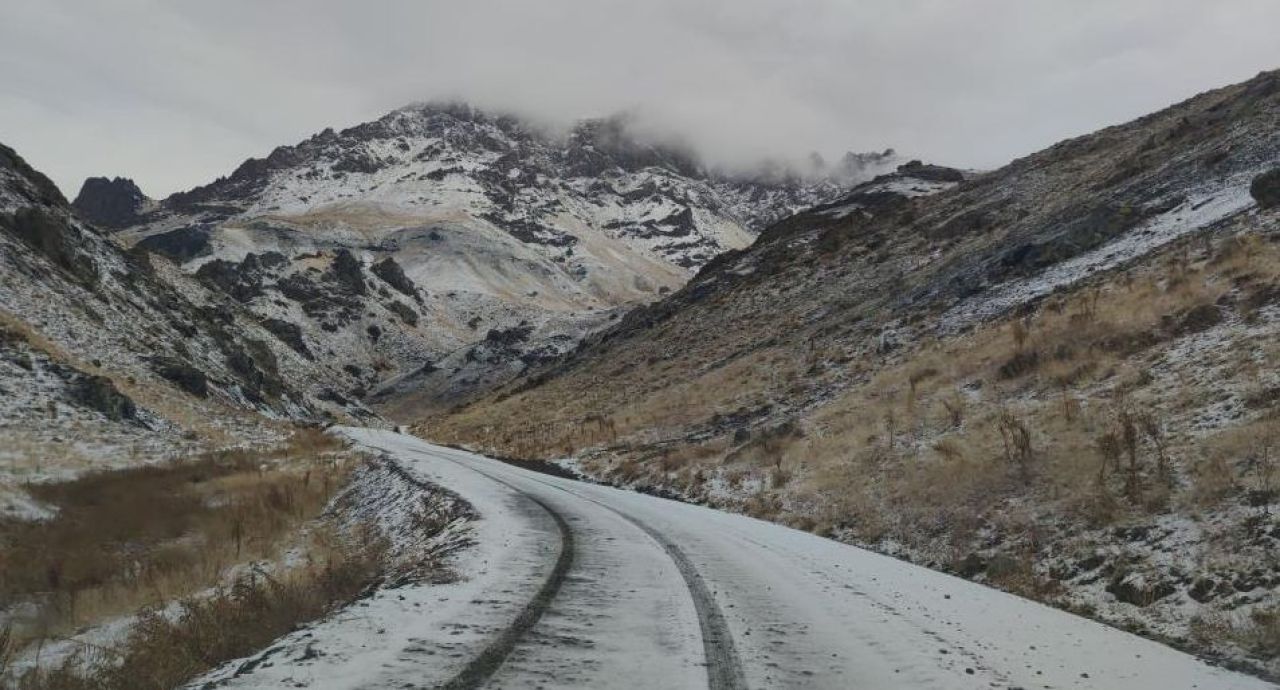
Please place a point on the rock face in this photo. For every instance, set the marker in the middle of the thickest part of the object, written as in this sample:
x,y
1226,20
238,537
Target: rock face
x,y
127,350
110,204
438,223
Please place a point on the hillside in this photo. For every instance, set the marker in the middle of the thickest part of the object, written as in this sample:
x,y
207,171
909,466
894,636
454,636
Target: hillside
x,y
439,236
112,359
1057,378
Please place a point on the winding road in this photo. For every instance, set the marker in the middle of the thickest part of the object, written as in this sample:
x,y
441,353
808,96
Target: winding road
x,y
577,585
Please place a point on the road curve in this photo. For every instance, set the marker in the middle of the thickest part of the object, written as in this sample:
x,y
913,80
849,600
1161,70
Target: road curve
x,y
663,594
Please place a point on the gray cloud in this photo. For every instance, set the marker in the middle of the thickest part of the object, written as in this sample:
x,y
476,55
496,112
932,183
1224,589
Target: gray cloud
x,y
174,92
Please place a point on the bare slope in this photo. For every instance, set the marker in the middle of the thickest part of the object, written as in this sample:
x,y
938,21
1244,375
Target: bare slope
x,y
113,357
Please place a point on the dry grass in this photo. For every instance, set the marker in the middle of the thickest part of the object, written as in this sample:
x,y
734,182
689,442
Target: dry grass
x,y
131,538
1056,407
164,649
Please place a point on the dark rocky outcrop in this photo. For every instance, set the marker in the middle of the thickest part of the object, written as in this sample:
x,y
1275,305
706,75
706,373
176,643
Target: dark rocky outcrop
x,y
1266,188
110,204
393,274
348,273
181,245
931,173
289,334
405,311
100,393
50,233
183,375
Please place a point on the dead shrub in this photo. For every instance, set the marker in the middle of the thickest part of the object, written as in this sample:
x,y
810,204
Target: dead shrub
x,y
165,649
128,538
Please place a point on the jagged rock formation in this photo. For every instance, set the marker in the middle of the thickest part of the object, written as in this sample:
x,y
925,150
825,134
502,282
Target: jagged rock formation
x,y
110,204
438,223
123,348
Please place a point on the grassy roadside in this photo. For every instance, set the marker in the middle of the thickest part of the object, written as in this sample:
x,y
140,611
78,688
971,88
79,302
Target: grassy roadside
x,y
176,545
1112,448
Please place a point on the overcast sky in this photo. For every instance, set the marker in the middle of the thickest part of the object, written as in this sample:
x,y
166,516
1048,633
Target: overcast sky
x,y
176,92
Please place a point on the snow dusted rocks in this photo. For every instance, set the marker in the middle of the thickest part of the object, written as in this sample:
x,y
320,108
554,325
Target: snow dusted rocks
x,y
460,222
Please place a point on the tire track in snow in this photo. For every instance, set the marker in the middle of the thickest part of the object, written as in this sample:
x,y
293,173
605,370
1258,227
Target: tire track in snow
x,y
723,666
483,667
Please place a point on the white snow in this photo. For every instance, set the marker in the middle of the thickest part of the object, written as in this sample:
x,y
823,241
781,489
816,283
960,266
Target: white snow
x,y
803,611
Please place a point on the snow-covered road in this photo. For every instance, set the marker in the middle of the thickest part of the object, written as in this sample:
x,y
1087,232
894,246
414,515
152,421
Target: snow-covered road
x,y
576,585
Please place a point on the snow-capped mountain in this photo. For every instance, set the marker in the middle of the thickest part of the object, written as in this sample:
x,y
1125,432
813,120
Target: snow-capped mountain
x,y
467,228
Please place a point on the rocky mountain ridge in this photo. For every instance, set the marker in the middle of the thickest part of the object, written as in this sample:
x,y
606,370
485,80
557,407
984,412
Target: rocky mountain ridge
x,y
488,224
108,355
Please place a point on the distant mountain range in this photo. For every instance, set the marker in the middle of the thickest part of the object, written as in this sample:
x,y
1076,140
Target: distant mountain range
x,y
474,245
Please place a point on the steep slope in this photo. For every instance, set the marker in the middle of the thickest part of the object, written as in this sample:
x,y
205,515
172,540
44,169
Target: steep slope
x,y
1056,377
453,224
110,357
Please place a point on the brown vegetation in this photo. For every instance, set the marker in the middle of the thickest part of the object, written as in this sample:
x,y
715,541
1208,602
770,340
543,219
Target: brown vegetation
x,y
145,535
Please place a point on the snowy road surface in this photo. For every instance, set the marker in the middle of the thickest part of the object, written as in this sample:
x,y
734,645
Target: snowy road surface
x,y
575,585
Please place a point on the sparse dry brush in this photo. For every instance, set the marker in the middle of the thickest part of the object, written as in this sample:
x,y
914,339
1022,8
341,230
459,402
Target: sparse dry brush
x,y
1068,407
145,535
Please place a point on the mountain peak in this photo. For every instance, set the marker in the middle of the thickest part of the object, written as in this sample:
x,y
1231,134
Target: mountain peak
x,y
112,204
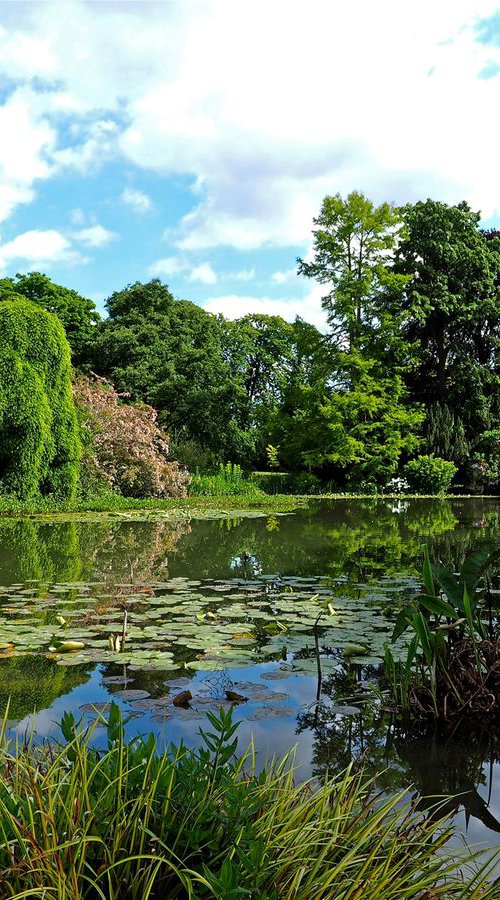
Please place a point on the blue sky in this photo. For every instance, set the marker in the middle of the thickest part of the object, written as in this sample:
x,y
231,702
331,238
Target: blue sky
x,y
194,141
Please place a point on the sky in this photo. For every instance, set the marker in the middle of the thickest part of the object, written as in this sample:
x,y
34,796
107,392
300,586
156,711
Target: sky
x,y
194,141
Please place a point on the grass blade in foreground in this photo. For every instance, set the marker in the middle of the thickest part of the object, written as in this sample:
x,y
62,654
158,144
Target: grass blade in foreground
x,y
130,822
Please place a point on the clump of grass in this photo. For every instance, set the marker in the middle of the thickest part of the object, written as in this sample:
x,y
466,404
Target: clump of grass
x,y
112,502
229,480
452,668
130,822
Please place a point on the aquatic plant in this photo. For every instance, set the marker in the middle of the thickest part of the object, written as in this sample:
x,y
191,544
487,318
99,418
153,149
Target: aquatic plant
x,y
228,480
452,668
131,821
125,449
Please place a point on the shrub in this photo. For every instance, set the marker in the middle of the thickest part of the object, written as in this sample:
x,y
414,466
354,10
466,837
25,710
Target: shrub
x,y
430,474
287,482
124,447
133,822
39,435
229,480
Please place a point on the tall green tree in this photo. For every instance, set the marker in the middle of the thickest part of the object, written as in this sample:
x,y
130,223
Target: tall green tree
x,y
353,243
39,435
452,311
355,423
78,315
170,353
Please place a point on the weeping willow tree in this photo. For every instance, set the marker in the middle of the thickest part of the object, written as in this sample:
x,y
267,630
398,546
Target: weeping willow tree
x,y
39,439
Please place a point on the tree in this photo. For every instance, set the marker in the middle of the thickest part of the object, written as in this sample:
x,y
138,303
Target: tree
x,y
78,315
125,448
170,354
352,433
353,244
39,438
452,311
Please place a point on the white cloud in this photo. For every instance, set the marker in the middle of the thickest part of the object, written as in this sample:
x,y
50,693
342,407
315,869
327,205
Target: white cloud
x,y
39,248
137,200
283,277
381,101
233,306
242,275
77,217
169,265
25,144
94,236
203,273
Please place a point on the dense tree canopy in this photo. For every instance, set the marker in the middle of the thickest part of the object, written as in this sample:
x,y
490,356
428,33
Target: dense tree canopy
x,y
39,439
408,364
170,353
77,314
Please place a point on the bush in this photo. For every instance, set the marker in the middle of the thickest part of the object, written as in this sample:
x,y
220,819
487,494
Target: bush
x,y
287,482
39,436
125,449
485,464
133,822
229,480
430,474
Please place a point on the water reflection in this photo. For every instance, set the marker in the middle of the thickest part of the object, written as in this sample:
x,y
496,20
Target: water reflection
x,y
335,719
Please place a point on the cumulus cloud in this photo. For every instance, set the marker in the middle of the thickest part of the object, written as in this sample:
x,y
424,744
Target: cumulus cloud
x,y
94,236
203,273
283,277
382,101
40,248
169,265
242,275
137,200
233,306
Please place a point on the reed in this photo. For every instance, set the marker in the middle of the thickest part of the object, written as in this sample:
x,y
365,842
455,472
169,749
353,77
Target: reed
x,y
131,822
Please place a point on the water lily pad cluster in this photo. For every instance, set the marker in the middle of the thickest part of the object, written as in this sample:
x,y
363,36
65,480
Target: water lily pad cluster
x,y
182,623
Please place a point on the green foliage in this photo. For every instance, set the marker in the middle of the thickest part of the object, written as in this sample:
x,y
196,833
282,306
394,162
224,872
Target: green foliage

▶ _Stated goal_
Copy out, unchanged, every line of the records from the one containing "Please place a point on the water lily" through the last line, including both ends.

▶ _Solution to this task_
Please place a point on the water lily pad cluster in this photo. For every instance, set the marker in the middle of the thickest part of the object, written as in this sample:
x,y
363,36
65,480
Target: water lily pad cluster
x,y
182,623
Please place a point on the green foliage in this photo. For every instance, set the marker in the middle of the thickest part of the object, written as in this sample:
x,y
196,833
282,306
394,162
224,872
Target: green foliage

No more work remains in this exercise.